## [TRECHO PARA ANÁLISE]
O Mestre Yin
A prática do Tai Chi Chuan tem mudado minha sensação sobre o Tao ( O Caminho), mas também sobre o pensamento de Lao Tse. As idéias do mestre chinês (604 a.C - ?) estão basicamente condensadas no famoso livro Tao Te King. Na edição que tenho, talvez a mais recente em Português, a transliteração foi mudada para Dao De Jing (pronuncia-se Tau Tê Din, assim como Lao Tse passou a Laozi). Problemas de aproximação entre línguas com alfabetos diferentes, apenas?
Creio que não. A distância da obra de Lao no tempo e as diferenças culturais entre a China e o Ocidente deixaram no ar a falsa impressão de que o Caminho proposto por Lao era um modelo de estagnação. Propunha ele um sistema baseado na cultura de subsistência, no recolhimento, na pouca instrução e nenhum esforço especial no sentido da criação ou interferência na vida, na natureza e na cultura. A idéia seria seguir com “O Caminho”, uma espécie de fluxo natural da vida.
Admirador da cultura chinesa e certo dos benefícios de artes como o Tai Chi, sempre coloquei algumas reservas à atitude extremamente conservadora que sugerem esses registros precários e sujeitos a deturpações ao longo de milênios. Bom, se de fato Lao era assim tão conservador, nunca se saberá, mas isso poderia se justificar pela época e circunstâncias em que viveu.
De todo modo, acho que o essencial do Caminho não é a estagnação aparente, mas um tipo de expansão para dentro, se isso não parece estranho demais. É que por força do nosso modelo expansionista ocidental, estamos sempre nos remetendo para fora, e a toda velocidade. Daí os grandes impérios e os processos de colonização, inclusive espacial. Acho que Lao propunha que mergulhássemos lentamente na infinitude de um universo minimal. Infinito porque o universo parecer ser infinito tanto para dentro quanto para fora; e minimal porque nesse mergulho cuidaríamos de captar energia e não de dispersá-la. Os mestres taoístas são contra, por exemplo, o excesso de ejaculação, e ensinam técnicas para se reter o gozo, em benefício do aumento de energia – concepção que nos parece absurda à primeira vista.

## [SEÇÃO DE DADOS]
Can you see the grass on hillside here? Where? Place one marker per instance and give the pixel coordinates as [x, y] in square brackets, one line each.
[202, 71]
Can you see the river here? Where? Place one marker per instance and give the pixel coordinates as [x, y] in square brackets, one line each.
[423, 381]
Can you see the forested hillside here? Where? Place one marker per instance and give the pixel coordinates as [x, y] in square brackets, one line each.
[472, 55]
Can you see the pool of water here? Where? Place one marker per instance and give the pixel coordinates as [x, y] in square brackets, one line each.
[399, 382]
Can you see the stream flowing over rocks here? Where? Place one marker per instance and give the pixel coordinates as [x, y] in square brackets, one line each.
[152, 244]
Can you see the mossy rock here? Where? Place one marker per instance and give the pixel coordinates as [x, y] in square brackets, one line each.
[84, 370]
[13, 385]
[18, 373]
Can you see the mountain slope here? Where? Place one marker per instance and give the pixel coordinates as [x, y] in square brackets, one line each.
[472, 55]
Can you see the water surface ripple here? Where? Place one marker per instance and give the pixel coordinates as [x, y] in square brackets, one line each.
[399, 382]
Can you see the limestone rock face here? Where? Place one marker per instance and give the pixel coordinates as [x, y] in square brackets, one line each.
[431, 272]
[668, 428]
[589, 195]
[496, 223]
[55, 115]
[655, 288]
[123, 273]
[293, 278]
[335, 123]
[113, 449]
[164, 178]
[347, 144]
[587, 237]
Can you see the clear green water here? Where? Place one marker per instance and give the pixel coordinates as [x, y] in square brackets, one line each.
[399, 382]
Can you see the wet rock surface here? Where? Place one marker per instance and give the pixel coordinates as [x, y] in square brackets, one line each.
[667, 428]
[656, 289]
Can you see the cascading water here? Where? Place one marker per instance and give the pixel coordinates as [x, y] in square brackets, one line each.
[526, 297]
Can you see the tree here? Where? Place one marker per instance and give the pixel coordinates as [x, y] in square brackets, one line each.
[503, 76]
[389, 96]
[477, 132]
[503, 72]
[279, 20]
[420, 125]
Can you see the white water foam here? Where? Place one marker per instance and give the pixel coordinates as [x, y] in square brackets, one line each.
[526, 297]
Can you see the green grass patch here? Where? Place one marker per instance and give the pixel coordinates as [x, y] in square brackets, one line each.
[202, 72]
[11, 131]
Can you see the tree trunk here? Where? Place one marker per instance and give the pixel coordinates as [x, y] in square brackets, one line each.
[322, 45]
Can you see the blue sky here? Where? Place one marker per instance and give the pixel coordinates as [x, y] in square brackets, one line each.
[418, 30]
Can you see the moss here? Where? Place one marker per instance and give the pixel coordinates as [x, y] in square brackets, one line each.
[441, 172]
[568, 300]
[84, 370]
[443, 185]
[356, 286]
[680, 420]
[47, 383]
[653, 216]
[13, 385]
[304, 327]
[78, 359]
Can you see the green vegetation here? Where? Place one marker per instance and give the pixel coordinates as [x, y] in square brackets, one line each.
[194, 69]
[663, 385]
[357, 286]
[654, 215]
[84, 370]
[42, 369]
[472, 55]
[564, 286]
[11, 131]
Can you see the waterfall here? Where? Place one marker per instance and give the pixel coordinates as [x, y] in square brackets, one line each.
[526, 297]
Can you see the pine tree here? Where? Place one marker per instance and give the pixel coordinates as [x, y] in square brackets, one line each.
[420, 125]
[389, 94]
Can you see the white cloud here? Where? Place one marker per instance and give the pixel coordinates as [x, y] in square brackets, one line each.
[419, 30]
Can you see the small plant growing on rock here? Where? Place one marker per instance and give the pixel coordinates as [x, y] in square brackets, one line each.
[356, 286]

## [ATIVIDADE A]
Copie do texto sobre Lao Tse o trecho entre "Admirador da cultura" e "em que viveu.", incluindo essas palavras.
## [ATIVIDADE B]
Dê continuidade ao texto sobre Lao Tse e o Caminho, a partir da última frase apresentada.

## [ÁREA DE RESPOSTA A]
Admirador da cultura chinesa e certo dos benefícios de artes como o Tai Chi, sempre coloquei algumas reservas à atitude extremamente conservadora que sugerem esses registros precários e sujeitos a deturpações ao longo de milênios. Bom, se de fato Lao era assim tão conservador, nunca se saberá, mas isso poderia se justificar pela época e circunstâncias em que viveu.

## [ÁREA DE RESPOSTA B]
A expansão para dentro seria uma maneira de fazer-se contato direto e altamente energético com o universo interior, mas também com aquele no qual estamos imersos, e que muitos vezes desprezamos em prol de nossas preocupações diárias, nossa diversão, nossa luta pela sobrevivência e nosso mundo tecnológico. Estou falando de Laozi, e não da China-superpotência, cujas mudanças de orientação ao longo do tempo não vou abordar aqui por falta de aprofundamento no tema. Nessa China de hoje, talvez seja mais difícil perceber o quanto podemos aprender ficando no mesmo lugar, na observação do que não cessa de surgir do que parece pequeno, limitado ou parado.
Ora, se Lao propusesse mesmo a estagnação, acabaríamos um dia por rejeitar suas proposições, por levarem à doença e à morte. Talvez os exegetas do mestre devessem ponderar um pouco mais sobre esse aspecto e pensar na possibilidade de que o mestre fosse, no fim das contas, simplesmente muito “yin”.